— start of INPUT RECORDS —

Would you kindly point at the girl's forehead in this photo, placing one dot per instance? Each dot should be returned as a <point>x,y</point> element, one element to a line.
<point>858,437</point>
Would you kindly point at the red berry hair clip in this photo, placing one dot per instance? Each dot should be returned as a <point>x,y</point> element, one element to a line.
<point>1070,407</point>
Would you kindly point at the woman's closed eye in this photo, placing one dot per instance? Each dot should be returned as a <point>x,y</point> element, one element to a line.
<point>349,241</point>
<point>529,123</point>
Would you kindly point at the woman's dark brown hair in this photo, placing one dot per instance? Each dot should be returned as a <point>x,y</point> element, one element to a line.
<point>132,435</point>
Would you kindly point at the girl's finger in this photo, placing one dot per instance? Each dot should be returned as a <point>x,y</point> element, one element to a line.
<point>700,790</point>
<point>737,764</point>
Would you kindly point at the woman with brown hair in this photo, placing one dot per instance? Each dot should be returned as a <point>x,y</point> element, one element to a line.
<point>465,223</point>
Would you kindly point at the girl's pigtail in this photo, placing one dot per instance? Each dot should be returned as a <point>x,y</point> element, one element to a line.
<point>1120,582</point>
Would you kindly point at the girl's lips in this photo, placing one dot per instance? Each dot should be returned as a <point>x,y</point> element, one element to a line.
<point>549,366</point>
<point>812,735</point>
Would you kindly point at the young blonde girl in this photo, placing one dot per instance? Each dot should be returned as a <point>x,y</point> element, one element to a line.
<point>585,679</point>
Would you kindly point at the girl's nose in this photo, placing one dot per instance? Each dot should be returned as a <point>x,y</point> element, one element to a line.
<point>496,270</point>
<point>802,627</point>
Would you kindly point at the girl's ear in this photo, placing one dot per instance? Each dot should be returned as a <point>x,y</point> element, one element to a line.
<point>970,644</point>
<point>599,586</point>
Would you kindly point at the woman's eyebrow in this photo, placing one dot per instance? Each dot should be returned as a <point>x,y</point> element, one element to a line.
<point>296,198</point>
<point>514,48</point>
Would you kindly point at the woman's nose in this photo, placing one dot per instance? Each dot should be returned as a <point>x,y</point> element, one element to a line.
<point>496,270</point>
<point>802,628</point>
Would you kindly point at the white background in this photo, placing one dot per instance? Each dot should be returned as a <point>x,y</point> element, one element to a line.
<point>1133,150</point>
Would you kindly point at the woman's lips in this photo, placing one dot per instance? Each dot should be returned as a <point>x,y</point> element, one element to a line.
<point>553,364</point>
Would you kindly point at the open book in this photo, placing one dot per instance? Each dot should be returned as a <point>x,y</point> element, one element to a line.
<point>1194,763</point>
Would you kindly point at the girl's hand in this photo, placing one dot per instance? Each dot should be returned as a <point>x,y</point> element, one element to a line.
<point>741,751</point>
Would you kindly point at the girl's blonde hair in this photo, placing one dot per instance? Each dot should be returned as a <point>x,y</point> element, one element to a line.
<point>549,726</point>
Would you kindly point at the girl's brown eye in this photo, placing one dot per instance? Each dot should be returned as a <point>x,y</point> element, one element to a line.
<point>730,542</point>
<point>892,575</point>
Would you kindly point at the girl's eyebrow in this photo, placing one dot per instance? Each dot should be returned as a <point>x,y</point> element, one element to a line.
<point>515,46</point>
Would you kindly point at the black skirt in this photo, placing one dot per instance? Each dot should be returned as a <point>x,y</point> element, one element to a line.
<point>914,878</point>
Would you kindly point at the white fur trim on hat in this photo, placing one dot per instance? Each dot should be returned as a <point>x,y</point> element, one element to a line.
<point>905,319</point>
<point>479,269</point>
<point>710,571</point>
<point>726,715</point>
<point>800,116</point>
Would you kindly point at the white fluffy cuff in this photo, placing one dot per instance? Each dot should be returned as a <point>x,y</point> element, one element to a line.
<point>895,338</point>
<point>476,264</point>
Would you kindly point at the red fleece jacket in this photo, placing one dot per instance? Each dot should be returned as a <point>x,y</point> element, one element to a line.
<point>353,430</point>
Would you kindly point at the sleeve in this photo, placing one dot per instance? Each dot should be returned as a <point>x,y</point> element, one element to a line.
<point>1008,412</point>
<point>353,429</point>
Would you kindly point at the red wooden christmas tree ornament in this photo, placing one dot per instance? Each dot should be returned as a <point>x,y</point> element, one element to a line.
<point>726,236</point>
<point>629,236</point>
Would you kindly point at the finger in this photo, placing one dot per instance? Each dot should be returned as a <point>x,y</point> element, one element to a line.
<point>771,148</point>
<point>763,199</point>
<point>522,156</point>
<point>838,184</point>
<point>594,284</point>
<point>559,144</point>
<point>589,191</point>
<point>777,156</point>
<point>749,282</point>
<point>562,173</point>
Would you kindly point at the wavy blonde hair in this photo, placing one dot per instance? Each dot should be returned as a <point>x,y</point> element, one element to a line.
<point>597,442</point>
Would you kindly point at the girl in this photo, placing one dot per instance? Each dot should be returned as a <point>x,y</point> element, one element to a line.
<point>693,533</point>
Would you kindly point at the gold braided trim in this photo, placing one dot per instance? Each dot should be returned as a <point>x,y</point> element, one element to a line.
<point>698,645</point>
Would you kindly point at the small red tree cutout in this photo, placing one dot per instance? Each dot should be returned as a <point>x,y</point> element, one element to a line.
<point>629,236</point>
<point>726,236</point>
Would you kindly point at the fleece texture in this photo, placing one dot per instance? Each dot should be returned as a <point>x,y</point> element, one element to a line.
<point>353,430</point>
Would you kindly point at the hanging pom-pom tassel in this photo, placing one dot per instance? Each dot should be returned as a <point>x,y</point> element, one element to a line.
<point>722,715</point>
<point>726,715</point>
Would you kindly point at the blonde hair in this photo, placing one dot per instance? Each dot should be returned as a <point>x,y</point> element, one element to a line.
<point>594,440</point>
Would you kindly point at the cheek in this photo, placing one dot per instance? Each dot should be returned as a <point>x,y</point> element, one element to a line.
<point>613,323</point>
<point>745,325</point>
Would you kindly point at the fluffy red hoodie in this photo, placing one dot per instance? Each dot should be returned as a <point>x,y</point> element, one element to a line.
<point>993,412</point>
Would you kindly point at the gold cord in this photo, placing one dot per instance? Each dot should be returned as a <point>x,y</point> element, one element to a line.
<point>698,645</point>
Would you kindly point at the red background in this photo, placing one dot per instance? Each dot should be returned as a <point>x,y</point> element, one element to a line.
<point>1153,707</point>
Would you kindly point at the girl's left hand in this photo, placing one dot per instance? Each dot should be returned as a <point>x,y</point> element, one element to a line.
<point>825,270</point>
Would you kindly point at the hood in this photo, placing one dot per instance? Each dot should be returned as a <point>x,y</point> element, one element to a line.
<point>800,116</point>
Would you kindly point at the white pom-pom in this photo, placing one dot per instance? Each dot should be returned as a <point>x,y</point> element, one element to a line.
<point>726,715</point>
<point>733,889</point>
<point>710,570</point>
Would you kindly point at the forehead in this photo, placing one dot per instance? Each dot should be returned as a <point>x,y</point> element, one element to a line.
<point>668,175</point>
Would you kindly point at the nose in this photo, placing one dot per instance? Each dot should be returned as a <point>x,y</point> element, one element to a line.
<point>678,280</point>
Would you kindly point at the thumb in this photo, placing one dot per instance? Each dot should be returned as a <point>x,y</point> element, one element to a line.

— end of INPUT RECORDS —

Swap "brown eye" for "blue eye" in the part of the listing that opens with the line containing "Would you kindly point at the girl's brown" and closes with the line containing "<point>892,575</point>". Give back only those lines, otherwise unchanged.

OUTPUT FOR THIS TASK.
Would you kindly point at the girl's blue eye in this photo, placing one dot per instance? Each dot should be returned as a <point>x,y</point> element, one element to a line.
<point>730,542</point>
<point>892,575</point>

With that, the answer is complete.